EXERCISE DIRECTIONS ::
According to the passage on XFRMA_RECV_DEV, what becomes of the decrypted packets of the associated xfrm state when that attribute is set to an interface index?

GIVEN TEXT ::
__________________________________________________

If XFRMA_RECV_DEV is set to an interface index, all decrypted
packets of the associated xfrm state will have the incoming
interface set to that interface.

This allows to create multiple virtual IPsec devices, which
all receive their packets via the same uplink interface.

Xfrm policies can then match against these virtual IPsec
interfaces. Otherwise only one policy could be installed
matching the uplink interface.

__________________________________________________

EXTRACTED RECORDS ::
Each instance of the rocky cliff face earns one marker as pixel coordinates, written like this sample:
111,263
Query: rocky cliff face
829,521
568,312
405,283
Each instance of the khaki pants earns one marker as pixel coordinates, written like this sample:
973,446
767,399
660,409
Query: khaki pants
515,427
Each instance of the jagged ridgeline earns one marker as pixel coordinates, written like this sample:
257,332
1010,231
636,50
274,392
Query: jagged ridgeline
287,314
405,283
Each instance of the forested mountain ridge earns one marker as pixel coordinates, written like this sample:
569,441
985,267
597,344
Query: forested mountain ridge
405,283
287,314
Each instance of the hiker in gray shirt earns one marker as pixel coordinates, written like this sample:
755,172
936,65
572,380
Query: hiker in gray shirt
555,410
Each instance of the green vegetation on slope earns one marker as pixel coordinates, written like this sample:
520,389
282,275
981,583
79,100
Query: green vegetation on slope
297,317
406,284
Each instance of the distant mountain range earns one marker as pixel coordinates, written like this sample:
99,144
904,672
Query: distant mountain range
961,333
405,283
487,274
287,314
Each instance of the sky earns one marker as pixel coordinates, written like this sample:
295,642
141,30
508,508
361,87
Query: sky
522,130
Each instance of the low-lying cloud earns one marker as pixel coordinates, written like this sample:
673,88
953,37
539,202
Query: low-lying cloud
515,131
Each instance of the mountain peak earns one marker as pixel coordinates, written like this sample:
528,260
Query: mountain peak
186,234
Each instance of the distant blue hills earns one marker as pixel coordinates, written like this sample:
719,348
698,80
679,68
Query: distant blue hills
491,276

__________________________________________________

FULL RESPONSE ::
Their incoming interface is set to that interface.